Task goal
Pull out every line of the listing below that contains the string "metal", copying each one in full.

=== Dataset entries ===

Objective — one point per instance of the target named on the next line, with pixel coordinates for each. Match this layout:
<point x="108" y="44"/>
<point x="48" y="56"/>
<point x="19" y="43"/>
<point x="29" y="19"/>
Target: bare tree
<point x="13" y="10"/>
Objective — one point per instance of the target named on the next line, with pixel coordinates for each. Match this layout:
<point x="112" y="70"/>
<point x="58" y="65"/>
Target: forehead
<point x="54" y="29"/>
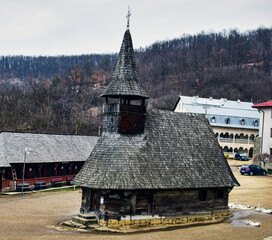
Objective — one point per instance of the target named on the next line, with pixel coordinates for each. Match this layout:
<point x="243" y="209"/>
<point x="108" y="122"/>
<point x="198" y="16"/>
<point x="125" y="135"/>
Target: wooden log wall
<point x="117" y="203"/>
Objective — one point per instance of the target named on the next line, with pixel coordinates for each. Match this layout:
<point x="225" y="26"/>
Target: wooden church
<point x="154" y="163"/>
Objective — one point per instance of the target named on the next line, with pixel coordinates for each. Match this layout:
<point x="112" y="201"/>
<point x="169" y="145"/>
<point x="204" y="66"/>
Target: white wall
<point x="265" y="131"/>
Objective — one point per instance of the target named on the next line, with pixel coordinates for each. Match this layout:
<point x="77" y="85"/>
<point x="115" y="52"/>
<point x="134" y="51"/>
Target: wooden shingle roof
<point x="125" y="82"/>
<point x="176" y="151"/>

===
=== Dataset entries ===

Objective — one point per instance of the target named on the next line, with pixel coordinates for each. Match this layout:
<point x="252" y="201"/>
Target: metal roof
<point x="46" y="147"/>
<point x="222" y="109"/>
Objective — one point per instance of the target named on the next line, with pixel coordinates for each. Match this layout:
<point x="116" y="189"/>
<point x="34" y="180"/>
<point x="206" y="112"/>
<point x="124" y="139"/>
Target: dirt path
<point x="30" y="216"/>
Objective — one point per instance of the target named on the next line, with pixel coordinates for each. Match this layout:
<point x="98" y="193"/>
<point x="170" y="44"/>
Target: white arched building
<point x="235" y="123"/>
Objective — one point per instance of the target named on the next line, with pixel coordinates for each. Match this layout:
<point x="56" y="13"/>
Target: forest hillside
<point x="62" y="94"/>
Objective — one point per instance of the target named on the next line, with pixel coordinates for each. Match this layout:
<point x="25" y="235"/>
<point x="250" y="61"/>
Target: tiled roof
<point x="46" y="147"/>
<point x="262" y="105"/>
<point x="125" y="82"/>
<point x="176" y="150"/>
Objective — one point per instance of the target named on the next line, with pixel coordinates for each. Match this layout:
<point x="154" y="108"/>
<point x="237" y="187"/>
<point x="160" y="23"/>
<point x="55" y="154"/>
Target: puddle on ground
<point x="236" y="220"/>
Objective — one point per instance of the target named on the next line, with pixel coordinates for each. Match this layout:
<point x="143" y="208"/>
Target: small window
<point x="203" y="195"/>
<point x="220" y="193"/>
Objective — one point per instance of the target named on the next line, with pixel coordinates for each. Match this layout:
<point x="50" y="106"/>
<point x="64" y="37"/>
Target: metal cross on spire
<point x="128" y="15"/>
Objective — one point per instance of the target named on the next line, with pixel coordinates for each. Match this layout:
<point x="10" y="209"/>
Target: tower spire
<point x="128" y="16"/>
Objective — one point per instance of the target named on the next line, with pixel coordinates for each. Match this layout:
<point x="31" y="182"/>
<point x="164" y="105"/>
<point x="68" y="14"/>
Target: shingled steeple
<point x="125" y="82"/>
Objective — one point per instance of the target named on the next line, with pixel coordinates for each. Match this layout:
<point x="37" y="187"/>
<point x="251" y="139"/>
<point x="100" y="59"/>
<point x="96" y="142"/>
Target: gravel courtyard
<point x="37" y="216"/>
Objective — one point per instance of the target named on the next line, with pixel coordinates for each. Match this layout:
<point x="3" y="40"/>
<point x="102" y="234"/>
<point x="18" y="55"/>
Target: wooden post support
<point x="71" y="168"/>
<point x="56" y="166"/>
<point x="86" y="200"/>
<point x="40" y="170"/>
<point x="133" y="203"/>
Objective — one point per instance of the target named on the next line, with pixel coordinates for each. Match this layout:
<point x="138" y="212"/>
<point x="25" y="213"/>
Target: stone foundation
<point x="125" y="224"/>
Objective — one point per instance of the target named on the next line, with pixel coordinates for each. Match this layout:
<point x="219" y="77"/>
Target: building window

===

Solution to the problem
Target: metal roof
Target: metal cross on spire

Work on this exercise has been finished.